Entries taken from a collection
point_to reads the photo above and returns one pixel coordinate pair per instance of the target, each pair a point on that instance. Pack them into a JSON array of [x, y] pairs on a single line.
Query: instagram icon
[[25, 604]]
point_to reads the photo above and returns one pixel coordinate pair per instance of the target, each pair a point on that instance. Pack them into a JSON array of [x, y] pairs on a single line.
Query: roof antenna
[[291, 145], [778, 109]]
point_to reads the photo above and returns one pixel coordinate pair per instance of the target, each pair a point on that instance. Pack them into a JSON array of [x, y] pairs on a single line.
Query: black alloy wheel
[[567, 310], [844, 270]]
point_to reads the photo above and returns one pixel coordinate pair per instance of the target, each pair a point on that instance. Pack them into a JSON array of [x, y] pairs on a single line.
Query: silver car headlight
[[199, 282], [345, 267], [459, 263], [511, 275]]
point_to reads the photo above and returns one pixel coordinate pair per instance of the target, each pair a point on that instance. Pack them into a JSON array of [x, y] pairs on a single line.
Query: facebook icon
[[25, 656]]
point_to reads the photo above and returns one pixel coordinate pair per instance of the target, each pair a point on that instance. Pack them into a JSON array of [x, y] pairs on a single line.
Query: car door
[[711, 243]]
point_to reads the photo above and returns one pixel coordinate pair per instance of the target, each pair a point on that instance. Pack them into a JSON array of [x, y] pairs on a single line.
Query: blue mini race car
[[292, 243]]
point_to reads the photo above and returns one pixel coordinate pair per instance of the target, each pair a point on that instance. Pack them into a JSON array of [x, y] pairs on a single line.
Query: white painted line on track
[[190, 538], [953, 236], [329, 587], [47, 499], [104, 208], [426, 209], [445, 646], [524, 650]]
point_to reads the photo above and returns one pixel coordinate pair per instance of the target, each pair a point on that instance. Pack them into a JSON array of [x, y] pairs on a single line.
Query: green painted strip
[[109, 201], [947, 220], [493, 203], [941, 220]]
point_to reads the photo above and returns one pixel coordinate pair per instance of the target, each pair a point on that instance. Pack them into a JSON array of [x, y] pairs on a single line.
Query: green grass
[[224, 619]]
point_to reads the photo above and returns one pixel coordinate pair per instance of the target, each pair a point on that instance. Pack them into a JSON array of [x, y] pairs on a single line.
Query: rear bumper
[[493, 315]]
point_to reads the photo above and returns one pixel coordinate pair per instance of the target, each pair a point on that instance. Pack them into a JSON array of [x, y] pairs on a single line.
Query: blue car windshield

» Brief
All the entries should be written out again precisely.

» Answer for the task
point_to reads the photo above and returns one pixel coordinate pair per instance of the target, each pair a point on that instance. Pack them into a JSON array of [x, y] pairs on a single line.
Query: instagram icon
[[25, 604]]
point_to reads the photo above and returns one pixel coordinate pair per instance of the target, each pair a point on that instance. Pack them into a JSON array of [x, y] pairs on a single line.
Query: roof antenna
[[291, 145], [778, 109]]
point_to reads the photo above and returns one pixel coordinate pair per instance of the target, each pair a point on that instance. Pack them into a JSON array of [x, y] pairs on a single line.
Query: black alloy wheel
[[567, 310], [844, 270]]
point_to reads the photo above and returns one pixel coordinate pair per instance of the target, each pair a point on that instance. Pack them into a JSON array of [x, y] pairs on a single line.
Query: silver car headlight
[[199, 282], [345, 267], [459, 263], [511, 275]]
point_to reads the photo above and returns one pixel coordinate pair per instance of the target, each pair a point on that instance. Pack them into a JSON array of [x, y] pairs on a single line.
Query: facebook icon
[[25, 656]]
point_to reads the photo above and returns one pixel coordinate pair per instance of the target, each pair a point on that instance. Pack them into a JSON array of [x, y] pairs on a single line.
Query: car door
[[711, 243]]
point_to reads the photo above and returns one pixel coordinate pair per instance of the target, each pair a point on that instance. Pack them into a JSON array of [x, y] pairs on a single line.
Query: blue mini race car
[[292, 243]]
point_to reads the photo above and returns one pixel coordinate pair per instance of the target, each pair a point on that instance. Pack them into a JSON array of [x, y] pairs on a single line.
Query: white painted line on track
[[190, 538], [953, 236], [329, 587], [47, 499], [104, 208], [426, 209], [445, 646], [524, 650]]
point_to reads the photo above and returns one pixel coordinate pair per instance of the target, each pair a point on that instance. Pack them into a JSON array of [x, y] pairs on a single line.
Query: green painted strip
[[109, 201], [947, 220], [493, 203], [941, 220]]
point_to reads the photo above and returns one pixel coordinate pair per instance of the target, each pair a point on that instance. Pack them into a JSON array of [x, y] pairs on a single line.
Query: green grass
[[224, 619]]
point_to reads the photo above and returns one pixel coordinate pair per instance of the target, each pair a point on that instance. Pack them into a JSON array of [x, y] pairs on a single line.
Query: rear bumper
[[493, 315]]
point_to reads the photo above and returns one pixel coordinate pair per instance of the target, each pair a point on that instance. Pack them into a JSON array of [x, y] pairs on a single line.
Query: blue car windshield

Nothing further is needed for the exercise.